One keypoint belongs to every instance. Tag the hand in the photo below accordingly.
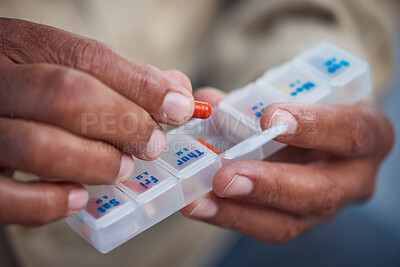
(73, 109)
(332, 160)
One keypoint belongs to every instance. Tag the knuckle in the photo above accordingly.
(146, 77)
(358, 138)
(45, 211)
(36, 145)
(82, 53)
(290, 231)
(330, 197)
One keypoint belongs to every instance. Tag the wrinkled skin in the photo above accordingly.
(73, 109)
(332, 160)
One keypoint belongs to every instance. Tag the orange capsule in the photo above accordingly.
(202, 110)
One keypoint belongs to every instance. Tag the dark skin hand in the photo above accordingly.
(72, 110)
(332, 160)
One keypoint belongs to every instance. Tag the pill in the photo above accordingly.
(213, 149)
(202, 110)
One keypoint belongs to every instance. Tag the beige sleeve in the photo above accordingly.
(256, 35)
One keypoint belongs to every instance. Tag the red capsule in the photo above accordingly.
(202, 110)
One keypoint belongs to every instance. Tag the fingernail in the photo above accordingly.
(126, 168)
(281, 117)
(77, 200)
(205, 208)
(177, 107)
(156, 145)
(238, 186)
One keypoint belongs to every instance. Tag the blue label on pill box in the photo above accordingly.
(331, 65)
(143, 179)
(297, 87)
(99, 206)
(187, 154)
(182, 152)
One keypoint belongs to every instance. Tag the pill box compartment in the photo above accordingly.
(290, 83)
(243, 108)
(109, 219)
(158, 192)
(348, 75)
(190, 161)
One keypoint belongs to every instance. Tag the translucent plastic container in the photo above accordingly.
(198, 149)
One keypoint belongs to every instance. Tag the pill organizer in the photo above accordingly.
(195, 151)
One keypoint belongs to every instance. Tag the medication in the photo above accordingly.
(202, 110)
(197, 150)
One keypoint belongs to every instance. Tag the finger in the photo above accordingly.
(264, 223)
(80, 104)
(344, 130)
(52, 153)
(302, 189)
(38, 203)
(167, 101)
(210, 95)
(179, 78)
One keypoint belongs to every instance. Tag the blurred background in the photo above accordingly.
(226, 44)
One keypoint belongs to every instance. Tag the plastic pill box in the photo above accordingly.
■ ■ ■ ■ ■
Task requirements:
Copy out all of the records above word for word, leaving out the pictures.

Solved problem:
One keypoint belongs to every instance. Tag the hand in the photo below accordingly.
(73, 109)
(332, 160)
One keypoint belongs to every instance. Tag the knuckle in the photo above accordingly.
(146, 77)
(358, 138)
(45, 211)
(36, 145)
(82, 53)
(290, 231)
(330, 197)
One keypoint belongs to every instance. Tag the wrinkled skin in the photo above accordingly.
(73, 109)
(332, 160)
One keypoint belongs to every instance. Tag the orange capsule in the photo above accordingly.
(202, 110)
One keypoint belongs to every instance. Tag the dark skin hand in the photo above accordingly.
(72, 110)
(332, 160)
One keypoint belongs to every instance. Tag the pill in the photo above accordingly.
(213, 149)
(202, 110)
One keypoint belongs to every instance. Tag the beige sleeve in the photo above accordingly.
(256, 35)
One keypoint belongs to every instance. Tag the red capsule in the photo above accordingly.
(202, 110)
One keypoint belongs to every instance. Tag the fingernail in the photo above accordingly.
(126, 168)
(281, 117)
(77, 200)
(205, 208)
(177, 107)
(156, 145)
(238, 186)
One keypoint belongs to every instance. Tag the blue label on pill box in the photo above accordingly.
(331, 65)
(143, 179)
(297, 87)
(99, 206)
(187, 154)
(182, 152)
One keypoint belongs to every instance. Tag the pill box compartment in the photo above accordingly.
(290, 83)
(243, 108)
(109, 219)
(158, 192)
(348, 75)
(190, 161)
One keypoint belongs to every instance. Tag the translucent plastic container in the photo above accordingly.
(198, 149)
One keypoint belongs to every instance. Tag the pill organizer in the photo above accordingly.
(195, 151)
One keypoint belongs to every instance. Tag the medication in the photo above accordingly.
(202, 110)
(197, 150)
One keypoint belongs to every instance. Tag the finger in the photo above accordingly.
(264, 223)
(80, 104)
(344, 130)
(52, 153)
(302, 189)
(38, 203)
(167, 101)
(210, 95)
(179, 78)
One keypoint belongs to every instance. Tag the blurred background in the photo above accordingly.
(226, 44)
One keypoint belongs to every instance. Tag the plastic pill box in the photo above accordingly.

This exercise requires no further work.